[Written request] Copy each line of the data below word for word, changing nothing.

[Data listing]
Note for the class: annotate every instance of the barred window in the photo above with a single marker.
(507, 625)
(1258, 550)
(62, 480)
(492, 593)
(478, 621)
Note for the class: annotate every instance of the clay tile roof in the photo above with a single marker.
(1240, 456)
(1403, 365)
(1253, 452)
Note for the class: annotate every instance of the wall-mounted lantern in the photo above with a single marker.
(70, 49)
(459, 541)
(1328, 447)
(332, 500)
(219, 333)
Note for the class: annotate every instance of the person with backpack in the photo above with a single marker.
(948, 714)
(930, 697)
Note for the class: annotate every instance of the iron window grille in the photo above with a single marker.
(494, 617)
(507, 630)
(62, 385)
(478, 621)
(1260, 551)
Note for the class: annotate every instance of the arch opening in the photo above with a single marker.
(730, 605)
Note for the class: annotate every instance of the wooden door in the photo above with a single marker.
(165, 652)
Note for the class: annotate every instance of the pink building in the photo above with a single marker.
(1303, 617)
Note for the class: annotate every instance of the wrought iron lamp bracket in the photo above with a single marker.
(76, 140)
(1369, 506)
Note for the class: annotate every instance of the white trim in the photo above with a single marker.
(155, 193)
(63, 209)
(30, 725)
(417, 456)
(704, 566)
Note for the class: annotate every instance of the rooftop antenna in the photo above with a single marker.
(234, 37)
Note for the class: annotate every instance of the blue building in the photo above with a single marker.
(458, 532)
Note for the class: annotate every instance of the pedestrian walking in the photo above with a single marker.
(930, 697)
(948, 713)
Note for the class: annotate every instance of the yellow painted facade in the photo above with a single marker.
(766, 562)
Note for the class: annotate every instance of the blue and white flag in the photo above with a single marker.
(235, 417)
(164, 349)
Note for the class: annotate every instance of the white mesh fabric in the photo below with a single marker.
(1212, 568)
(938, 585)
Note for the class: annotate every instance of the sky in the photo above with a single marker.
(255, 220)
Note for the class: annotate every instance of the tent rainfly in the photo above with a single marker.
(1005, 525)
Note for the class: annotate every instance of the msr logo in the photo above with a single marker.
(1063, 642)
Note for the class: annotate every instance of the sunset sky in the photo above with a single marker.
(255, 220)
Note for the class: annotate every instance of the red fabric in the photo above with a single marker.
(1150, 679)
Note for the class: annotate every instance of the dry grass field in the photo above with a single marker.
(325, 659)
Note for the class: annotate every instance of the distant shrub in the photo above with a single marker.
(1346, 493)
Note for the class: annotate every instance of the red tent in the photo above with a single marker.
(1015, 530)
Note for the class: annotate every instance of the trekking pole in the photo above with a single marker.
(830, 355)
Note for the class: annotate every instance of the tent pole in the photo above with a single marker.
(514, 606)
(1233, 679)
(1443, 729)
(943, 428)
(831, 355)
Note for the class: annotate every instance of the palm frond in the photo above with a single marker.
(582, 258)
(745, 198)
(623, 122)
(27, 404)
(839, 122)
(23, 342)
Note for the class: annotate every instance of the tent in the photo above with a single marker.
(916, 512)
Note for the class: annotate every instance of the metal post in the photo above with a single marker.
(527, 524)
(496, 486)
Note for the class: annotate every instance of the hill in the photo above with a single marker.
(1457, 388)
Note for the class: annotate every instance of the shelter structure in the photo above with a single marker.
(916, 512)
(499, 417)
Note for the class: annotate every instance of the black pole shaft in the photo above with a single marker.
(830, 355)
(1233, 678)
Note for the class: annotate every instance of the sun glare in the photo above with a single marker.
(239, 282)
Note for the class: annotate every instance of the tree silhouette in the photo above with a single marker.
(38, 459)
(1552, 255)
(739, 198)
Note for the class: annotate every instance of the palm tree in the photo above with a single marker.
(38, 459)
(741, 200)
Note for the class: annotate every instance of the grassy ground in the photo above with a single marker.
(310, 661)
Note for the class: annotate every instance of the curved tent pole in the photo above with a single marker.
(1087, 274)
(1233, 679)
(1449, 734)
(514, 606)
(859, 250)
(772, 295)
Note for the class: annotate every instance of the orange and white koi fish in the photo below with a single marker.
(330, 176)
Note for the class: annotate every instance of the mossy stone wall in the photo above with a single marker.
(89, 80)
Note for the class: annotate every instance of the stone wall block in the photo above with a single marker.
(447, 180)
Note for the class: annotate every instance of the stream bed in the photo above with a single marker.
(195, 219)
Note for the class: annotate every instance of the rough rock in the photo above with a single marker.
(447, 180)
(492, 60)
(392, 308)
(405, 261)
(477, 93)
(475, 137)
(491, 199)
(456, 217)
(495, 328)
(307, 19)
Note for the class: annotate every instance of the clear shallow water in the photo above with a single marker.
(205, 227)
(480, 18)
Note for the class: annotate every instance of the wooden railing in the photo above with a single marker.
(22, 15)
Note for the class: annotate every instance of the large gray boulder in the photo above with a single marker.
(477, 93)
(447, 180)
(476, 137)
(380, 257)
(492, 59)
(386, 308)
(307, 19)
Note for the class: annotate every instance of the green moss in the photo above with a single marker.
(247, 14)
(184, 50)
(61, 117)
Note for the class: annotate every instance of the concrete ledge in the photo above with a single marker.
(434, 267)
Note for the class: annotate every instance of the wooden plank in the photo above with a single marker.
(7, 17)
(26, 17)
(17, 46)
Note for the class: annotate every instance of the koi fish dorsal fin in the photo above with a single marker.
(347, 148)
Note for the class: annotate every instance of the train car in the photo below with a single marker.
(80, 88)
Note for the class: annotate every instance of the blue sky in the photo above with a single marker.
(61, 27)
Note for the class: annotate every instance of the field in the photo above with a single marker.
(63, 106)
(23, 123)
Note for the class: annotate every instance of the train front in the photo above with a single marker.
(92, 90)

[Task result]
Note for the class: annotate every instance of the barred window in the photo above with a single marker.
(507, 625)
(1258, 550)
(62, 480)
(492, 593)
(478, 621)
Note for the class: annotate every instance of the clay tile roof in the photo above with a single marker.
(1240, 456)
(1403, 365)
(1253, 452)
Note for the class: annotate every instance of the wall-mounted lantern in the photo above with a single marker.
(70, 49)
(459, 541)
(1328, 447)
(332, 500)
(219, 333)
Note for the class: annotate every instance of the person with backpack in the photo above with a single marker.
(948, 714)
(930, 697)
Note for the class: annotate every instance of the iron window grille in the photo above with a single marker.
(494, 617)
(507, 630)
(62, 385)
(478, 621)
(1260, 551)
Note for the class: annotate every instance of the arch opening in the photo above with a single marker.
(730, 605)
Note for the class: annotate every instance of the wooden door in the photo above with a single marker.
(165, 652)
Note for the class: annotate every instance of the pink building in the photo above with a single marker.
(1303, 617)
Note for the class: annotate every instance of the wrought iron lamp bracket in the photo above with a single marker.
(76, 140)
(1369, 506)
Note for the class: annotate every instance of the white trim in the photo above with a single marker.
(155, 193)
(63, 209)
(30, 725)
(417, 456)
(704, 566)
Note for the class: annotate every instance of the rooftop antenna in the photo above with a single marker.
(234, 37)
Note for the class: annotate every instance of the blue building in the photo above with a single marker.
(458, 532)
Note for the class: annotate every instance of the pedestrian walking in the photo above with a single marker.
(930, 697)
(948, 713)
Note for the class: annotate every instance of the yellow painted facade in the photo above with a single marker.
(766, 562)
Note for the class: annotate every instance of the blue and white flag in the photo above with a single marker.
(235, 417)
(164, 349)
Note for the class: annotate every instance of the white mesh fabric in the photo below with a single marker.
(1212, 568)
(938, 585)
Note for the class: annotate every instance of the sky in the photo above with a single marker.
(255, 220)
Note for the class: annotate every instance of the tent rainfly in the photo above with a single marker.
(1005, 525)
Note for the class: annotate every instance of the msr logo in the photo above with a single marker.
(1063, 642)
Note for the class: annotate every instance of the sunset sky in the photo above with a single marker.
(255, 220)
Note for the class: annotate every instance of the red fabric in the photo above with a single marker.
(1150, 679)
Note for the class: annotate every instance of the dry grass field in the photo above with a single marker.
(325, 659)
Note for the class: annotate every instance of the distant shrub in the photo above with a single marker.
(1346, 493)
Note for the class: annotate every instance of the red tent in the photo above with a single marker.
(1015, 530)
Note for the class: annotate every instance of the trekking pole in the photo above with a single marker.
(830, 355)
Note for the class: annotate every instance of the tent pole in the photo above with a single marker.
(514, 606)
(1233, 679)
(1443, 729)
(943, 428)
(831, 355)
Note for the class: annotate every instance of the palm frond in the photo above with a single marker.
(582, 258)
(745, 198)
(623, 122)
(27, 404)
(839, 122)
(23, 342)
Note for the class: annotate every instance of the tent in the photo above with a single marker.
(916, 512)
Note for the class: annotate every instance of the metal post in the photo above with a single marker.
(527, 524)
(496, 486)
Note for the class: annotate every instance of the hill in the photo above with a single marker.
(1457, 388)
Note for the class: annotate every instance of the shelter structure in the photo above with a single marker.
(916, 512)
(499, 417)
Note for the class: annotate every instance of the black pole shaft in the photo above with a single marker.
(830, 355)
(1233, 678)
Note for the class: annotate every instance of the sun glare in the photo above with a single marker.
(239, 282)
Note for the class: annotate every instance of the tree silhouette in the photo above with a single marker.
(38, 459)
(1552, 255)
(739, 198)
Note for the class: annotate every instance of the palm tree in the photo above with a single marker.
(38, 459)
(741, 200)
Note for the class: annotate every instance of the grassy ground in the photo above with a single marker.
(310, 661)
Note for the class: annotate every instance of the curved tent pole in the photo above with a single marker.
(1087, 274)
(1233, 679)
(1449, 734)
(514, 606)
(859, 250)
(772, 295)
Note for the class: annotate every instance of the orange and white koi fish in the photo below with a single marker.
(330, 176)
Note for the class: annotate every instance of the mossy stone wall in the photo above with a single marker.
(89, 80)
Note for the class: annotate every instance of the stone wall block in the photo above with a single marker.
(447, 180)
Note for the class: annotate every instance of the stream bed in the photo above with a single marker.
(195, 219)
Note for the class: annotate every instance of the rough rock in the photo above with a single marker.
(447, 180)
(492, 60)
(392, 308)
(405, 261)
(477, 93)
(475, 137)
(491, 199)
(456, 217)
(495, 328)
(307, 19)
Note for the class: annotate every instance of the clear shallow water in the photo above with a single marker.
(205, 227)
(480, 18)
Note for the class: annotate every instance of the wooden railing in the photo above with a single marker.
(22, 15)
Note for the class: annotate every instance of the large gray boulder in the photo above with a single marker.
(477, 93)
(447, 180)
(476, 137)
(380, 257)
(492, 59)
(386, 308)
(307, 19)
Note for the class: annotate every instance of the green moss in the photo above with a single marker.
(247, 14)
(184, 50)
(61, 117)
Note for the class: annotate every instance of the concrete ledge in the photo above with a single marker.
(434, 267)
Note for the class: annotate every instance of the wooden plank in the photo above with a single marker.
(7, 17)
(26, 17)
(17, 46)
Note for the class: annotate every instance of the koi fish dorsal fin in the photo above with a single marker.
(347, 148)
Note for the class: annotate every instance of the train car in the photo below with a single marker.
(80, 88)
Note for the class: annotate every instance of the blue sky in the photo above with a single marker.
(61, 27)
Note for the class: annotate every instance of the field in the photo above with a single marker.
(63, 106)
(23, 123)
Note for the class: annotate every instance of the train front in the photo above with a single marker.
(92, 90)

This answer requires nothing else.